RECORDS SHOWN section start
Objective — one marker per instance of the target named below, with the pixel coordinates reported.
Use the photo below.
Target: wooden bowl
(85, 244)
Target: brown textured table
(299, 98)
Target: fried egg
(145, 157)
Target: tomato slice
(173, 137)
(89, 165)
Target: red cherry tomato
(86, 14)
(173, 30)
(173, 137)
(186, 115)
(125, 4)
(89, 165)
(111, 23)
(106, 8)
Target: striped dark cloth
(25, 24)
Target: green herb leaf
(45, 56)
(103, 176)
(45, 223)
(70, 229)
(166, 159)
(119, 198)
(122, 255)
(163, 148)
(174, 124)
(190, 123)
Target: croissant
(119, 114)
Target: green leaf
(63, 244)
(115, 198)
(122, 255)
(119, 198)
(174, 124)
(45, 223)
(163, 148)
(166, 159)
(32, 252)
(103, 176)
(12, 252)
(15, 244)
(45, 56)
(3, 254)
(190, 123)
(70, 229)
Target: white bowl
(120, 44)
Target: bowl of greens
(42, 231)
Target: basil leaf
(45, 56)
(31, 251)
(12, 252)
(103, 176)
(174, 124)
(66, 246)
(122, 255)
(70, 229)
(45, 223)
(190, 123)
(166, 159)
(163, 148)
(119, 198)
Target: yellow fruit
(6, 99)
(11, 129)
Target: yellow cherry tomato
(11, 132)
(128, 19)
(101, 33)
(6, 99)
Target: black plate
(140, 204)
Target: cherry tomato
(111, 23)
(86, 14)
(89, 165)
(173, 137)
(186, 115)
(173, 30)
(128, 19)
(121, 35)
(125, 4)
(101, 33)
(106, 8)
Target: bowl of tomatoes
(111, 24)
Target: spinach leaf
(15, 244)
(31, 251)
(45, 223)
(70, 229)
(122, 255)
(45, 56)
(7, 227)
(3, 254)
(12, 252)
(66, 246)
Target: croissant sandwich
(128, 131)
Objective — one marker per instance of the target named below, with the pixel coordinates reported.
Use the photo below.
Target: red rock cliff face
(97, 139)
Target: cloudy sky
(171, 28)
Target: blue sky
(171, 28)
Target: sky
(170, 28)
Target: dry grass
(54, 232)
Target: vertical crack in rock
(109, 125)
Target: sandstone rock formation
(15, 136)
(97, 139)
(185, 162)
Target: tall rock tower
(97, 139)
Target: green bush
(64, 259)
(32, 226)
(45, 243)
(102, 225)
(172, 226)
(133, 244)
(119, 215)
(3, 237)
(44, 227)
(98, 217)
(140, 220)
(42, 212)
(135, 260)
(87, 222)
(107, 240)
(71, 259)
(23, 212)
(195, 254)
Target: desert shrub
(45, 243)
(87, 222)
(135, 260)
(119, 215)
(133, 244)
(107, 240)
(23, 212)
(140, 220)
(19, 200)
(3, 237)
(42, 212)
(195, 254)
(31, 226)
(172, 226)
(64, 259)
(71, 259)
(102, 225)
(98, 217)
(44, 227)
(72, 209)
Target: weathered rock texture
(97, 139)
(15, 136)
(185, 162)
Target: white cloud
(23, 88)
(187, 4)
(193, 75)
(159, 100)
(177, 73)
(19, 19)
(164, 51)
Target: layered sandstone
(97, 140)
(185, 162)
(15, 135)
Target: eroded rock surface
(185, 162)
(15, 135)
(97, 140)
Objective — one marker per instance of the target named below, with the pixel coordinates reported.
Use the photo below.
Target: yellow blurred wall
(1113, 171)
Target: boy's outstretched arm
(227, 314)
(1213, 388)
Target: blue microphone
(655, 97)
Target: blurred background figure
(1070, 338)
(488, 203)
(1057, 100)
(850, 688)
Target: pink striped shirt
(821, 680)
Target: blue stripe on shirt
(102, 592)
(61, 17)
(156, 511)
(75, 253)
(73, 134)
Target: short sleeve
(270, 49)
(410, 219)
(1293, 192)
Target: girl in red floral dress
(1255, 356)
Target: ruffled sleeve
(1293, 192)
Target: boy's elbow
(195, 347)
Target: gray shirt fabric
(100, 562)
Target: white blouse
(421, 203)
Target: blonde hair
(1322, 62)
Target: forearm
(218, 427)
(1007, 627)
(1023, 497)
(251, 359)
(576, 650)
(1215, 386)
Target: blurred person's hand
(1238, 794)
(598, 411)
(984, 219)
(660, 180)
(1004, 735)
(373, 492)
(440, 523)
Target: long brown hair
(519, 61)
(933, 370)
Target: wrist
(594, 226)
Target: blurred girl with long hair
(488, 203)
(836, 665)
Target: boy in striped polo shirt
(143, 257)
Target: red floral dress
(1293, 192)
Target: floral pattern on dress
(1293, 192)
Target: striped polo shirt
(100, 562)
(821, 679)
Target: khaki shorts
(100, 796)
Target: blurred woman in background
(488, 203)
RECORDS SHOWN section end
# [TASK REQUIREMENTS]
Repeat the records exactly, including every line.

# [RESPONSE AREA]
Objective — one marker per instance of the target named below, with the pixel coordinates reported.
Use the photo below.
Target: wooden bowl
(85, 244)
Target: brown textured table
(299, 98)
Target: fried egg
(145, 157)
Target: tomato slice
(173, 137)
(89, 165)
Target: red cherry tomato
(86, 14)
(173, 30)
(173, 137)
(186, 115)
(125, 4)
(89, 165)
(111, 23)
(106, 8)
Target: striped dark cloth
(25, 24)
Target: green herb leaf
(45, 56)
(103, 176)
(45, 223)
(70, 229)
(166, 159)
(119, 198)
(122, 255)
(163, 148)
(174, 124)
(190, 123)
Target: croissant
(119, 114)
Target: green leaf
(63, 244)
(115, 198)
(122, 255)
(119, 198)
(174, 124)
(45, 223)
(163, 148)
(166, 159)
(32, 252)
(103, 176)
(12, 252)
(15, 244)
(45, 56)
(3, 254)
(190, 123)
(70, 229)
Target: white bowl
(120, 44)
Target: bowl of greens
(42, 231)
Target: basil leaf
(45, 56)
(31, 251)
(12, 252)
(103, 176)
(174, 124)
(66, 246)
(122, 255)
(70, 229)
(45, 223)
(190, 123)
(166, 159)
(163, 148)
(119, 198)
Target: yellow fruit
(6, 99)
(11, 129)
Target: yellow cherry tomato
(11, 132)
(128, 19)
(101, 33)
(6, 99)
Target: black plate
(140, 204)
Target: cherry tomato
(111, 23)
(86, 14)
(89, 165)
(173, 137)
(186, 115)
(173, 30)
(128, 19)
(121, 35)
(125, 4)
(101, 33)
(106, 8)
Target: bowl of tomatoes
(111, 24)
Target: spinach leaf
(15, 244)
(31, 251)
(45, 223)
(70, 229)
(122, 255)
(45, 56)
(7, 227)
(3, 254)
(12, 252)
(66, 246)
Target: croissant sandwich
(128, 131)
Objective — one marker per instance of the target named below, with the pixel coordinates reported.
Use the photo below.
Target: red rock cliff face
(97, 139)
Target: cloudy sky
(171, 28)
Target: blue sky
(171, 28)
Target: sky
(170, 28)
Target: dry grass
(54, 232)
Target: vertical crack in rock
(109, 125)
Target: sandstone rock formation
(15, 136)
(97, 139)
(185, 162)
Target: tall rock tower
(97, 139)
Target: green bush
(64, 259)
(32, 226)
(45, 243)
(102, 225)
(172, 226)
(133, 244)
(119, 215)
(3, 237)
(44, 227)
(98, 217)
(140, 220)
(42, 212)
(135, 260)
(87, 222)
(107, 240)
(71, 259)
(23, 212)
(195, 254)
Target: desert shrub
(45, 243)
(87, 222)
(135, 260)
(119, 215)
(133, 244)
(107, 240)
(23, 212)
(140, 220)
(19, 200)
(3, 237)
(42, 212)
(195, 254)
(31, 226)
(172, 226)
(64, 259)
(71, 259)
(102, 225)
(98, 217)
(44, 227)
(72, 209)
Target: weathered rock texture
(97, 139)
(15, 136)
(185, 162)
Target: white cloud
(23, 88)
(187, 4)
(193, 75)
(159, 100)
(177, 73)
(19, 19)
(164, 51)
Target: layered sandstone
(97, 140)
(185, 162)
(15, 135)
Target: eroded rock surface
(185, 162)
(15, 135)
(97, 140)
Objective — one marker per instance of the target named below, with the pixel coordinates reported.
Use the photo below.
Target: yellow blurred wall
(1113, 171)
Target: boy's outstretched arm
(227, 314)
(1213, 388)
Target: blue microphone
(655, 97)
Target: blurred background figure
(1070, 338)
(488, 203)
(1057, 100)
(850, 688)
Target: pink striped shirt
(821, 680)
Target: blue stripe on shirt
(102, 592)
(61, 17)
(156, 511)
(75, 253)
(73, 134)
Target: short sleeve
(270, 49)
(410, 219)
(1293, 192)
Target: girl in red floral dress
(1255, 356)
Target: ruffled sleeve
(1293, 192)
Target: boy's elbow
(195, 347)
Target: gray shirt fabric
(100, 562)
Target: white blouse
(421, 203)
Target: blonde hair
(1322, 62)
Target: forearm
(218, 427)
(1007, 627)
(1023, 497)
(251, 359)
(576, 650)
(1215, 386)
Target: blurred person's hand
(1238, 794)
(598, 411)
(984, 219)
(660, 180)
(1004, 735)
(373, 492)
(440, 523)
Target: long brown hair
(519, 61)
(933, 370)
Target: wrist
(594, 226)
Target: blurred girl with long hair
(488, 203)
(836, 665)
Target: boy in striped polo shirt
(143, 257)
Target: red floral dress
(1293, 192)
Target: floral pattern on dress
(1293, 192)
Target: striped polo shirt
(100, 562)
(821, 679)
Target: khaki shorts
(100, 796)
Target: blurred woman in background
(488, 203)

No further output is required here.